TEXT UNDER STUDY.
BEGIN

The World Health Organization declared the COVID-19 outbreak a pandemic on Wednesday. Over 118,000 cases and 4,000 deaths have been reported so far. The WHO’s new analysis has revealed the most common symptoms ever since the outbreak in China in 2019.

Here is a gist of the most common symptoms, according to the report that analyzed over 55,900 confirmed cases:

  1. COVID-19 symptoms are non-specific and the disease presentation can range from asymptomatic to fatal ones such as severe pneumonia or death
  2. Typical signs and their prevalence: Fever: 87.9%, Dry Cough: 67.7%, Fatigue: 38.1%, Sputum production: 33.4%, Shortness of breath: 18.6%, Sore throat: 12.9%, Headache: 13.6%, Myalgia/Arthralgia: 14.8%, Chills: 11.4%, Nausea/Vomiting: 5%, Nasal Congestion: 4.8%, Diarrhea: 3.7%, Hemoptysis: 0.9%, and Conjunctival congestion: 0.8%.
  3. The symptoms generally develop about 5-6 days after infection and the mean incubation period ranges from 1-14 days
  4. About 80% of individuals who testes positive for COVID-19, exhibited mild symptoms and recovered
  5. 13.8% have severe symptoms including dyspnea, respiratory failure, septic shock and/or multiple organ failure
  6. While there were cases reported of asymptomatic infection, a majority of them went on to develop symptoms.

END

REQUIREMENT 1.
Retype the part of the COVID-19 symptoms text between "Here is a gist" and "Conjunctival congestion: 0.8%.", inclusive.
REQUIREMENT 2.
According to the COVID-19 symptoms text, which severe symptoms did 13.8% of cases have?
REQUIREMENT 3.
How many confirmed cases did the report analyze, according to the COVID-19 symptoms text?
The lines that follow are separate material and are not connected to the COVID-19 symptoms text.

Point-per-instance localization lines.
BEGIN

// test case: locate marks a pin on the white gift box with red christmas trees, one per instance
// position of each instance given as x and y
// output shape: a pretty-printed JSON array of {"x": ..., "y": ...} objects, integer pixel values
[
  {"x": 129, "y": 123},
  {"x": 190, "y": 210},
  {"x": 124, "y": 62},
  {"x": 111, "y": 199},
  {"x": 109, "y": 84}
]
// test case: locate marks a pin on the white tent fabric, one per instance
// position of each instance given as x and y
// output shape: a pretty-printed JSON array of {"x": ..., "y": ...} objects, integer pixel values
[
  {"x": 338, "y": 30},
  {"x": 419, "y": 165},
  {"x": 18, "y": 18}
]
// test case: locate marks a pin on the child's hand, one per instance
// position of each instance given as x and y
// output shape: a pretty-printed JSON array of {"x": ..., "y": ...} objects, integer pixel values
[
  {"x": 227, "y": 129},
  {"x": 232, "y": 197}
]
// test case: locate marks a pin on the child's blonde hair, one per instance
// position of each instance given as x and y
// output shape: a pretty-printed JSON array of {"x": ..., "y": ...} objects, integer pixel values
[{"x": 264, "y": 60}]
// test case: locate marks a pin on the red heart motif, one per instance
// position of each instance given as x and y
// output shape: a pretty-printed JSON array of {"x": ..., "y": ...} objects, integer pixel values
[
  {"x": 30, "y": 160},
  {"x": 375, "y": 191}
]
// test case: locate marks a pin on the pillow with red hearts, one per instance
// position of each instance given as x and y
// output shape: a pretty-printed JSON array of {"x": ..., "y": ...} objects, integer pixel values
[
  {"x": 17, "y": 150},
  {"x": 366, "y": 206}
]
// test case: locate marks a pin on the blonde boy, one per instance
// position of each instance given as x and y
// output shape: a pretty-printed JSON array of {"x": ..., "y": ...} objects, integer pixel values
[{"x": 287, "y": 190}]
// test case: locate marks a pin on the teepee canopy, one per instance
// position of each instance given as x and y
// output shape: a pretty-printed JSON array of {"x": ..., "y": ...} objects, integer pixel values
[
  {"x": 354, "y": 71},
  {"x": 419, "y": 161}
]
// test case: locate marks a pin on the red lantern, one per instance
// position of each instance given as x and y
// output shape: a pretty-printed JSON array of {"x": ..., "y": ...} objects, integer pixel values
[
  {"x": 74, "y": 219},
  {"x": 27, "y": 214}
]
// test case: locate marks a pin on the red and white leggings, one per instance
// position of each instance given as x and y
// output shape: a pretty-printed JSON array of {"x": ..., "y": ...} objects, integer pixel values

END

RESULT 1.
Here is a gist of the most common symptoms, according to the report that analyzed over 55,900 confirmed cases:

  1. COVID-19 symptoms are non-specific and the disease presentation can range from asymptomatic to fatal ones such as severe pneumonia or death
  2. Typical signs and their prevalence: Fever: 87.9%, Dry Cough: 67.7%, Fatigue: 38.1%, Sputum production: 33.4%, Shortness of breath: 18.6%, Sore throat: 12.9%, Headache: 13.6%, Myalgia/Arthralgia: 14.8%, Chills: 11.4%, Nausea/Vomiting: 5%, Nasal Congestion: 4.8%, Diarrhea: 3.7%, Hemoptysis: 0.9%, and Conjunctival congestion: 0.8%.

RESULT 2.
Dyspnea, respiratory failure, septic shock, and multiple organ failure.

RESULT 3.
Over 55,900 confirmed cases.